» **SET EXERCISE 1**
Count the lines in the rows below that contain the string "wooden", and reply with only the number.

» **EXCERPT TO READ**
==================================================
As far as the insurance issue goes, does anyone know what DAN has to say about it? My insurance is through DAN, and while I myself don't believe I've ever dived beyond what might reasonably be considered my "training and experience," I have not given any thought to whether DAN's terms specifically take training and experience into account and/or whether they give weight to the certification level a person has achieved. Gee, I guess I could go read my DAN policy instead of asking you people :D
 
I took my OW and AOW back to back on the same live-a-board in Cairns many years ago... At the time I didn't know any better and thought I was just being smart and knocking out two birds in one trip. Looking back, I'm glad I had a good instructor who cared and spent lots of time working with us and demonstrating to us the importance of depth and air consumption. I'm glad I took both classes, but not everyone is going to have the same experience I had with their instructor. The important thing is to always dive within your limits, whether those limits exist because of official or unofficial training is up to the individual diver and their dive buddy.
==================================================
» **EXERCISE DATA**

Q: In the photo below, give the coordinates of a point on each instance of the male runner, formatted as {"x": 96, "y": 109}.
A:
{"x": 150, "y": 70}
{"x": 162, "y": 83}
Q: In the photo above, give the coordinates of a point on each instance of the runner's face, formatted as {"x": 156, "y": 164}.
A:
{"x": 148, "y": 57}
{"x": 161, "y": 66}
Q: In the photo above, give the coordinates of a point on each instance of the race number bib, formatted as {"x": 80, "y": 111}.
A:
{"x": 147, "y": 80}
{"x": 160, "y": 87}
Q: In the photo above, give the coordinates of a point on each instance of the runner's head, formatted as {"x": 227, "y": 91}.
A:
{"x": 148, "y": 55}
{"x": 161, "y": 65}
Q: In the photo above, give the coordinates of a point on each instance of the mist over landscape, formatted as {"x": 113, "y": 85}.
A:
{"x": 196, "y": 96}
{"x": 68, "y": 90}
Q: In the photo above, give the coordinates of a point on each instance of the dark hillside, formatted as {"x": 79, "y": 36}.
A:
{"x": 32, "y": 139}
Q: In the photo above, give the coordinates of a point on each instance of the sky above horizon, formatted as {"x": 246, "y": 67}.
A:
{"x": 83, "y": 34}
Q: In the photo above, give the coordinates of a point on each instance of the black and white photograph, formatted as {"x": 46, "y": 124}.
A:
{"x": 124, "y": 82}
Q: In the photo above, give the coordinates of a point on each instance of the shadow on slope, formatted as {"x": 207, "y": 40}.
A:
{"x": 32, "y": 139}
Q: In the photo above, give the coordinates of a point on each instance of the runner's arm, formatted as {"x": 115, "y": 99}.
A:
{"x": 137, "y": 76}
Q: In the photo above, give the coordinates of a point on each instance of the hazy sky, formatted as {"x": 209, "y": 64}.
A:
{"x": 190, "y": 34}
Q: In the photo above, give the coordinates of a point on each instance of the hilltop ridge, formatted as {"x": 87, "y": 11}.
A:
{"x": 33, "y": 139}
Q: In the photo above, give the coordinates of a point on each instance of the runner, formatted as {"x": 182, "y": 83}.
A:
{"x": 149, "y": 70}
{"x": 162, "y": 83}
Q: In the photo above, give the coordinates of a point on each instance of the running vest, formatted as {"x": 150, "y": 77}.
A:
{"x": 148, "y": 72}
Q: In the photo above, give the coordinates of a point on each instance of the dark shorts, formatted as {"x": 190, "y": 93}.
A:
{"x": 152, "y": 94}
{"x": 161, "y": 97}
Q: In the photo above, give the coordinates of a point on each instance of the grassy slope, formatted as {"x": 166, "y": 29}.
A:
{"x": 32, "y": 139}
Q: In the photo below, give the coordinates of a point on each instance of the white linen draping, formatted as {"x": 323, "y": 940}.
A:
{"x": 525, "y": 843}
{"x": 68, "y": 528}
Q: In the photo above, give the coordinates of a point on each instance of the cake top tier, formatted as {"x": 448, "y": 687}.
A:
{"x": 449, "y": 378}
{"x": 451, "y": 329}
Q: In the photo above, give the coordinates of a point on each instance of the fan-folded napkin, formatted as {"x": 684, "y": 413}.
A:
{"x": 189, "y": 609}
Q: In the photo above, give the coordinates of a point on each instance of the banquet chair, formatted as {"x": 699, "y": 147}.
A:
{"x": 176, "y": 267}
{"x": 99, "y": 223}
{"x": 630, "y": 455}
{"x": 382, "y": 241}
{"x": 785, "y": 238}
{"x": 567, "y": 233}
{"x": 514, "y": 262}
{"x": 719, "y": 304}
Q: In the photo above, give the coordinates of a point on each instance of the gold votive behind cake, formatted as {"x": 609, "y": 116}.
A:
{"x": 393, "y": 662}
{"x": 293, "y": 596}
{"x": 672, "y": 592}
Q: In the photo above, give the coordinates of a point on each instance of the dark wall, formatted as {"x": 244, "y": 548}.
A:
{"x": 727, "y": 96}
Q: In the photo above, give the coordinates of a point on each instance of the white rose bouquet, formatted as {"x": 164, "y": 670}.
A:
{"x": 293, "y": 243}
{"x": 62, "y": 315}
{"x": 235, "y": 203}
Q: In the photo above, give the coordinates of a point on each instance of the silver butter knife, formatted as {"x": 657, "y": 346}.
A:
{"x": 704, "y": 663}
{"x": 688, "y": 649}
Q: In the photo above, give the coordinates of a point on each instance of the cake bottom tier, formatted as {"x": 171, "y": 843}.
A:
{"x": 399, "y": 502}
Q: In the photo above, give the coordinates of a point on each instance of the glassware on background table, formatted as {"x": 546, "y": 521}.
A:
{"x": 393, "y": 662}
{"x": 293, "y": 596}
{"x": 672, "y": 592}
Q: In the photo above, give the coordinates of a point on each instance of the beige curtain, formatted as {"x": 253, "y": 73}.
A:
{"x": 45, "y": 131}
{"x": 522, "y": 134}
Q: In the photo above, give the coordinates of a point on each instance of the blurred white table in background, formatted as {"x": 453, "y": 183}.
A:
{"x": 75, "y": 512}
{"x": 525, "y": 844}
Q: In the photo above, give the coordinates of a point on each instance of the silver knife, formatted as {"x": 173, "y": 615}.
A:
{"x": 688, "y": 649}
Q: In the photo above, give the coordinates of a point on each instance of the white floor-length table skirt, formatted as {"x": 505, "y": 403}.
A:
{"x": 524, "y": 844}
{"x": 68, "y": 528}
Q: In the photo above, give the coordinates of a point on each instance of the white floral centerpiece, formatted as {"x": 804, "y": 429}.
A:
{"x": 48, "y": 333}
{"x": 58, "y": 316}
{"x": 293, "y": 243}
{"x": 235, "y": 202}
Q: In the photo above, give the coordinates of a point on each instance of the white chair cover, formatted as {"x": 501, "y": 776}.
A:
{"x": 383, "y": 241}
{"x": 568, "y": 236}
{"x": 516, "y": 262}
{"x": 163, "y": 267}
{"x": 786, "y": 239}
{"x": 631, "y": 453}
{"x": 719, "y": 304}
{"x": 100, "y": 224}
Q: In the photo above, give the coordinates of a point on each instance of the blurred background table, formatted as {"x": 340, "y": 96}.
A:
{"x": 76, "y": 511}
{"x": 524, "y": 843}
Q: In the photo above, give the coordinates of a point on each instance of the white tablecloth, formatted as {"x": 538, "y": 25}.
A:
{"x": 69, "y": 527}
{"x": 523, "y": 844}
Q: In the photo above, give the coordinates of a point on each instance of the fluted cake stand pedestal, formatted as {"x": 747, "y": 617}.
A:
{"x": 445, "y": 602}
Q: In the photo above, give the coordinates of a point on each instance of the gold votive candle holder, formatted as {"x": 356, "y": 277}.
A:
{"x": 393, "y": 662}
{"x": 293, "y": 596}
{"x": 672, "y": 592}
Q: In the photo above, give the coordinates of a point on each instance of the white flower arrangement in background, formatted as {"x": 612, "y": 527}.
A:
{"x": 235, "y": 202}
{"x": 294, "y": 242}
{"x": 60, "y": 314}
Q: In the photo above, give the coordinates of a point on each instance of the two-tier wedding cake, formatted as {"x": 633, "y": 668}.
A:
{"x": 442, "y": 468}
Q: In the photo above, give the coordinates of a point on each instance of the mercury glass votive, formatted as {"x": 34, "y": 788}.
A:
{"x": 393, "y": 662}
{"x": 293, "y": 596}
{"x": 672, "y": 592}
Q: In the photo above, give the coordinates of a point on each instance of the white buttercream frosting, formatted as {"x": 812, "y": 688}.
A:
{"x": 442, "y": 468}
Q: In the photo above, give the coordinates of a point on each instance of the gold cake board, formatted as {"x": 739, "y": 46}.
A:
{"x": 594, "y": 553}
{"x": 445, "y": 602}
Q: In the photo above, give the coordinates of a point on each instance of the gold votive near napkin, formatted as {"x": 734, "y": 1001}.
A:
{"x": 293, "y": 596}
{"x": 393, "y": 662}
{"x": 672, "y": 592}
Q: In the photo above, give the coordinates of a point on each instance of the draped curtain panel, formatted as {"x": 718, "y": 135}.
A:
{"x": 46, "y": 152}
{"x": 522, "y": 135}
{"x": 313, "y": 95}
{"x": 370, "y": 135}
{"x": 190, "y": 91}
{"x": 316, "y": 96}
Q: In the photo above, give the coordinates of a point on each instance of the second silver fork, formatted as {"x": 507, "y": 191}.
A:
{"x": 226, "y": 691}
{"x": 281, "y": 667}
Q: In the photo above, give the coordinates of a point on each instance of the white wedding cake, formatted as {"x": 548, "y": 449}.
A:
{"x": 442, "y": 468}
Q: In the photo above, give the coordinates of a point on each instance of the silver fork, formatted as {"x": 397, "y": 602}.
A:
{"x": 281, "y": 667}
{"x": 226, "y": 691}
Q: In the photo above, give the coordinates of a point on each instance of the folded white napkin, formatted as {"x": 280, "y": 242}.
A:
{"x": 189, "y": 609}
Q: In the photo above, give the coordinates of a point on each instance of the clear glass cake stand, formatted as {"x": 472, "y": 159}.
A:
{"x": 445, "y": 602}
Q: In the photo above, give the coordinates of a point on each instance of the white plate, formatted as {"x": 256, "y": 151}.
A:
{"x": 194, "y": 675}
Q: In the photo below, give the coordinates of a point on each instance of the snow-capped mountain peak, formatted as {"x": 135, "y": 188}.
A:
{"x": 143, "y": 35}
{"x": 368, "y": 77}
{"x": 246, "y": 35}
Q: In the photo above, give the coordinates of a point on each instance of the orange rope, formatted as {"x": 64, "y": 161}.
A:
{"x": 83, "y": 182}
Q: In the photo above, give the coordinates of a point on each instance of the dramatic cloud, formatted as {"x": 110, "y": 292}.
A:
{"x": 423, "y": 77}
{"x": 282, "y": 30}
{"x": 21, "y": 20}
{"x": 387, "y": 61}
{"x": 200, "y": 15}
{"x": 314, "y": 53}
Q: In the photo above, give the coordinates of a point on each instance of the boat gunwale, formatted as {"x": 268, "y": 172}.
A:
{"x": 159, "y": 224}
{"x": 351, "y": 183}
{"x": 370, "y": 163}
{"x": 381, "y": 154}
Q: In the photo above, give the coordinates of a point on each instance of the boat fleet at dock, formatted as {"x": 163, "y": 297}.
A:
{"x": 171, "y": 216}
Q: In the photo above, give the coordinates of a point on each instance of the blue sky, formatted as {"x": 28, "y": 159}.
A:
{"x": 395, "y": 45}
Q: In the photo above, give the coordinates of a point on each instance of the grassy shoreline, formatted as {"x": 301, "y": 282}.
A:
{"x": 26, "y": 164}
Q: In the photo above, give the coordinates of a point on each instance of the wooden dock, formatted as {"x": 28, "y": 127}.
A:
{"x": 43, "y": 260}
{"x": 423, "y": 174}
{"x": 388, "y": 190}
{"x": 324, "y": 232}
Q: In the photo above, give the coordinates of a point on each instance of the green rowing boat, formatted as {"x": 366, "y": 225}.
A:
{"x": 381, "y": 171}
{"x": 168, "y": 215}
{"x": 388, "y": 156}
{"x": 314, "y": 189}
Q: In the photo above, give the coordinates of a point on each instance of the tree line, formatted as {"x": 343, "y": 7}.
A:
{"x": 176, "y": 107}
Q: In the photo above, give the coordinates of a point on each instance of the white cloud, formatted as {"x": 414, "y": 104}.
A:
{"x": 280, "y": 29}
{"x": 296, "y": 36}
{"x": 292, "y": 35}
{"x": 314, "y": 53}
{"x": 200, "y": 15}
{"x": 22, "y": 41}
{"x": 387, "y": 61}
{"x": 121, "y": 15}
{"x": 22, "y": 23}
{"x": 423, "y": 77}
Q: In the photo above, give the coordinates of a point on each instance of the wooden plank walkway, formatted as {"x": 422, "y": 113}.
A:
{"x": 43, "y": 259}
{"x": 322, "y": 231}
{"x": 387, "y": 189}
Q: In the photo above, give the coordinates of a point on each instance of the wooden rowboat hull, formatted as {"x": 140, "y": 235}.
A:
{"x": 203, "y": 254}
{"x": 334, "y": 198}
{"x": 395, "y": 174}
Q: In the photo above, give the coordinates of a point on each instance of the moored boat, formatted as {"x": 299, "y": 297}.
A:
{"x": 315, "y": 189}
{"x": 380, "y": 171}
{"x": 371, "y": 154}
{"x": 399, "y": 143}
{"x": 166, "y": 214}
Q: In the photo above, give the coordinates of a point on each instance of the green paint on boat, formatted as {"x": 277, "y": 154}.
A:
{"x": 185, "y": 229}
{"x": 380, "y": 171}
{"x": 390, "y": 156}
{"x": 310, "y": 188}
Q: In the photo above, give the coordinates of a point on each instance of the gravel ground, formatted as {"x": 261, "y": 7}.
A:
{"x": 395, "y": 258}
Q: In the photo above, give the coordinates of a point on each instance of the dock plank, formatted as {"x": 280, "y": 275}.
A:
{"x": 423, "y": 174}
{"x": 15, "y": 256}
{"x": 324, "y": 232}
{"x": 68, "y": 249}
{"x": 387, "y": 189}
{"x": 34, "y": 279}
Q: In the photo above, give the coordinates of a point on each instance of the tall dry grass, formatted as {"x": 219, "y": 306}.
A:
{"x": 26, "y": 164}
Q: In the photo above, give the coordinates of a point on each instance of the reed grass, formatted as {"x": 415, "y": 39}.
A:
==================================================
» **SET EXERCISE 2**
Transcribe the diving passage above word for word, starting at "I took my OW" and ending at "their dive buddy.".

» **WORKED SOLUTION 1**
3

» **WORKED SOLUTION 2**
I took my OW and AOW back to back on the same live-a-board in Cairns many years ago... At the time I didn't know any better and thought I was just being smart and knocking out two birds in one trip. Looking back, I'm glad I had a good instructor who cared and spent lots of time working with us and demonstrating to us the importance of depth and air consumption. I'm glad I took both classes, but not everyone is going to have the same experience I had with their instructor. The important thing is to always dive within your limits, whether those limits exist because of official or unofficial training is up to the individual diver and their dive buddy.